When a serving cell for a terminal is changed based on a UE-centric cell switching procedure, only connection setup information and/or radio resource allocation information (e.g., radio resource scheduling information) for a user plane or a traffic plane for the terminal may be changed for the target cell. The configuration of a control plane for an existing serving cell or an anchor node may be maintained. A cell switching function for connection control may be supported without changing the configuration of a control plane for an existing serving cell or an anchor node. When a D/C separate cell switching function is supported based on the UE-centric cell switching function, a communication node may provide service continuity for the terminal only by adding/changing the same MAC entity and/or a new MAC entity without changing an RRC performing node for the terminal. In this case, a control message for a cell switching operation between the terminal and/or the communication node may be a MAC layer control message. The MAC layer control message may mean a MAC control PDU or a MAC control PDU for cell switching (or beam switching) based on LTM (L1/L2 triggered mobility).

For LTM-based cell switching (or beam switching), a control message for a cell switching operation (or beam switching operation) between a terminal and/or a communication node may be transmitted and received using a physical layer control signal (e.g., a physical downlink control channel (PDCCH), a physical uplink control channel (PUCCH)), a separately defined control signal, and/or a separately defined reference signal. Each of the separately defined control signal and the separately defined reference signal may be transmitted through a physical layer channel/signal.

▸ **Tasks**
**1.** Render this sentence from the cell switching excerpt in Spanish: "The configuration of a control plane for an existing serving cell or an anchor node may be maintained."
**2.** Pick up the cell switching excerpt after its last sentence and extend it by one paragraph in the same technical style.
The entries that come next were taken from a separate source.

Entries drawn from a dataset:
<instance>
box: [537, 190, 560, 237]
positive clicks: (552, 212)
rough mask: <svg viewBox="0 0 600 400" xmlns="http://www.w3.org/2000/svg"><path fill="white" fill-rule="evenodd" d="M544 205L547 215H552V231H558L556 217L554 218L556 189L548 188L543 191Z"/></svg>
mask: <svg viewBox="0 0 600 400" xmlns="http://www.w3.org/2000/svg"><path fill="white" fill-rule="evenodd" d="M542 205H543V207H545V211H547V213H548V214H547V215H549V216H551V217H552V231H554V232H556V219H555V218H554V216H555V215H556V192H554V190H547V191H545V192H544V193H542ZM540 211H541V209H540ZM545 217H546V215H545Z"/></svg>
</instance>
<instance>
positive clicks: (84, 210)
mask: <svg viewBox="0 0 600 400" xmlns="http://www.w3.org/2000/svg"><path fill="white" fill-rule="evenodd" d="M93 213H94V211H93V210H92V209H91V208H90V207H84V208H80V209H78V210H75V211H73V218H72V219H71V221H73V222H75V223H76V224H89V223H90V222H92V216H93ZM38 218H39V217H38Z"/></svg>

▸ **Answers provided**
**1.** La configuración de un plano de control para una celda de servicio existente o un nodo ancla puede mantenerse.

**2.**
When performing a cell switching procedure (e.g., cell switching operation) based on AI/ML-mobility information (e.g., AI/ML-mobility configuration information) and/or a learning model based on the above-described method, the communication node and/or the terminal may estimate (e.g., predict) whether the terminal enters the boundary point and/or boundary area in the movement path, a target cell, a camping cell, cell switching timing information, etc. by using the location information of the terminal included in the above-described AI/ML-mobility information, wireless channel quality, movement path information, movement time information, movement distance information, the time (e.g., predicted time) at which the terminal arrives at a specific point (e.g., boundary point, boundary area), the distance from the position of the terminal to the specific point, and/or difference information (e.g., error, deviation) for movement status information.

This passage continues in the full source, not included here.